*AUSGEWÄHLTER AUSZUG*:

::::::

Hält der demokratische Staat verfassungswidrige Meinungen aus?

Ich bin gerade über diesen Artikel gestolpert.

https://www.msn.com/de-de/nachrichten/politik/im-zdf-zur-meinungsfreiheit-warnung-vor-langsamen-erstickungstod-der-demokratie/ar-BB1jHngO?ocid=hpmsn&cvid=22b1737550e84c8cad2714870245829f&ei=41

"So fragt er angesichts des "schwammigen Begriffs" der "Delegitimierung des Staates", eingeführt im Verfassungsschutzbericht 2021, danach, ob denn einfach davon auszugehen ist, ob der Staat dafür die Deutungshoheit beanspruchen kann?"

Tja, die Deutungshoheit ist immer so eine Sache.

Ich frage mich schon, wie das alles zusammenpassen soll. Nun werden schon manche Maßnahmen gegen Extremismus als demokratiefeindlich bezeichnet und einfach so vollmundig behauptet, die Demokratie hielte schon alles irgendwie aus.

Auch die persönliche Ehre im Falle einer Beleidigung ("vorsätzliche Ehrverletzung") ist so ein schwammiger Begriff. Und wenn so etwas vor Gericht kommt, hat letztlich der Richter die Deutungshoheit darüber, was beleidigend ist und was nicht. Das passt für mich nicht zusammen.

::::::

*ANGEZEIGTE DATEN*:

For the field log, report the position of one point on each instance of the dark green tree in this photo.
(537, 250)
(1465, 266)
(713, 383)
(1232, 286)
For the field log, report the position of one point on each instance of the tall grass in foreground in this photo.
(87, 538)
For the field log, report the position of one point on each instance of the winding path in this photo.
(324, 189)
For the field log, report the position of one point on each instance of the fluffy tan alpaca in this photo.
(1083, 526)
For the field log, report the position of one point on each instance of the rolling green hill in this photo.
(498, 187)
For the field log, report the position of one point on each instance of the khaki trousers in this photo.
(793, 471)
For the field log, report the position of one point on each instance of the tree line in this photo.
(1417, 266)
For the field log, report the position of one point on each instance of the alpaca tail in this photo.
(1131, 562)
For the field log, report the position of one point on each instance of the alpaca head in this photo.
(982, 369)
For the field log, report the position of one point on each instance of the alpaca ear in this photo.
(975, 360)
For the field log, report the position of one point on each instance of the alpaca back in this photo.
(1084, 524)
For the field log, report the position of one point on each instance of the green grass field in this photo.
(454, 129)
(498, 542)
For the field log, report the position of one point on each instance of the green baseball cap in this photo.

::::::

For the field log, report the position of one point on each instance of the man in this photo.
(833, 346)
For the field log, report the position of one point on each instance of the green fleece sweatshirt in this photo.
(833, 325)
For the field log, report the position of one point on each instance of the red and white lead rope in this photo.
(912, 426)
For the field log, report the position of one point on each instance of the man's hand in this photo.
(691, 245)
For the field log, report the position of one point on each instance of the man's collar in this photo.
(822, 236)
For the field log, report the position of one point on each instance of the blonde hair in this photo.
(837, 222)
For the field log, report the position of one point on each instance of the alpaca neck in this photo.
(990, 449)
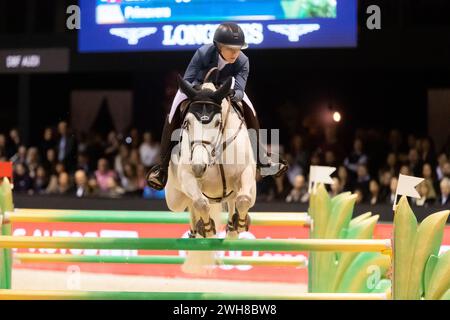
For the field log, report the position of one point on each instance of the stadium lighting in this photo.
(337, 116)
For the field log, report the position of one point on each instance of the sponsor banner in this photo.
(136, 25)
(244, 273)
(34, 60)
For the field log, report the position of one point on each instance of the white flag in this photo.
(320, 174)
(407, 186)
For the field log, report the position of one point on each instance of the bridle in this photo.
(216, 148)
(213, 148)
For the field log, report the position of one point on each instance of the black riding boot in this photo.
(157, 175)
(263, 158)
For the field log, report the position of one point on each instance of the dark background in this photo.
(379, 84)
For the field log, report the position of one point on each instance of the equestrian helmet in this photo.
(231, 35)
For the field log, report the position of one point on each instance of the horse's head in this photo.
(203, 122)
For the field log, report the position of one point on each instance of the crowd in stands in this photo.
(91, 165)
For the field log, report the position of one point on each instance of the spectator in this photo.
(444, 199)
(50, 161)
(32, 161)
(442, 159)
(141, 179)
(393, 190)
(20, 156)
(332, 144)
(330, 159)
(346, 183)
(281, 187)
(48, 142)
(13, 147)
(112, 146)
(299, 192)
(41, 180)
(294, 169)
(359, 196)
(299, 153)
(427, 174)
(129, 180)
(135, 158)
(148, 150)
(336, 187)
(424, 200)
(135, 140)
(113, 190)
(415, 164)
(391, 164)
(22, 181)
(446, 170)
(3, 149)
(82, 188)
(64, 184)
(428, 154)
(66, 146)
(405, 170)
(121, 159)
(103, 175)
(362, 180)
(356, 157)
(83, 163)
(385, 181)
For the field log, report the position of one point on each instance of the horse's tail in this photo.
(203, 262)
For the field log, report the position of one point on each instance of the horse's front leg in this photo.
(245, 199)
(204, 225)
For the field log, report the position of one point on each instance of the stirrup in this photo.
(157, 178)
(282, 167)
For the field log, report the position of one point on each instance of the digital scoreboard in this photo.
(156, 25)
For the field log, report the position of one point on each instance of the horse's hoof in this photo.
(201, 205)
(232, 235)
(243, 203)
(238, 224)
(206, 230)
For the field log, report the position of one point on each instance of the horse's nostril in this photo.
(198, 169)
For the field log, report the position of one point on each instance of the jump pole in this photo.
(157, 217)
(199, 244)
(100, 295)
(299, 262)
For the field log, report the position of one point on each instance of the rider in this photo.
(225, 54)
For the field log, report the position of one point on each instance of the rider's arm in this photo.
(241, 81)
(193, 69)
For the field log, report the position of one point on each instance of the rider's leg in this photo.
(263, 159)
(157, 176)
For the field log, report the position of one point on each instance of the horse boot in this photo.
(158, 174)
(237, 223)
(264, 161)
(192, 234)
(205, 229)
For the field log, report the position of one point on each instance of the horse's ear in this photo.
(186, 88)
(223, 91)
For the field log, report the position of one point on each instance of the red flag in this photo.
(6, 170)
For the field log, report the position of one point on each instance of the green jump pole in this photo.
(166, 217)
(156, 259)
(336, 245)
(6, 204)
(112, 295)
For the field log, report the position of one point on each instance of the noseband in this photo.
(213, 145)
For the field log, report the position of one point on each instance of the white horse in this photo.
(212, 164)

::::::

*AUFGABEN*:
**a)** Entscheide für jede Aussage, ob sie mit dem Auszug übereinstimmt, und antworte jeweils mit „Ja“ oder „Nein“ samt den entscheidenden Worten des Auszugs im genauen Wortlaut: (i) Der Begriff der „Delegitimierung des Staates“ wurde im Verfassungsschutzbericht 2021 eingeführt. (ii) Kommt eine Beleidigung vor Gericht, entscheidet letztlich der Staatsanwalt, was beleidigend ist. (iii) Die persönliche Ehre wird als klar umrissener Begriff dargestellt.
**b)** Drucke aus dem Auszug wortgetreu den Abschnitt ab, der bei den Worten „Ich frage mich“ beginnt und nach den Worten „mich nicht zusammen.“ endet.
Die Zeilen haben mit dem Auszug nichts zu tun.

*LÖSUNGEN*:
**a)**
(i) Ja: „eingeführt im Verfassungsschutzbericht 2021“
(ii) Nein: „hat letztlich der Richter die Deutungshoheit darüber, was beleidigend ist und was nicht“
(iii) Nein: „ist so ein schwammiger Begriff“

**b)**
Ich frage mich schon, wie das alles zusammenpassen soll. Nun werden schon manche Maßnahmen gegen Extremismus als demokratiefeindlich bezeichnet und einfach so vollmundig behauptet, die Demokratie hielte schon alles irgendwie aus.

Auch die persönliche Ehre im Falle einer Beleidigung ("vorsätzliche Ehrverletzung") ist so ein schwammiger Begriff. Und wenn so etwas vor Gericht kommt, hat letztlich der Richter die Deutungshoheit darüber, was beleidigend ist und was nicht. Das passt für mich nicht zusammen.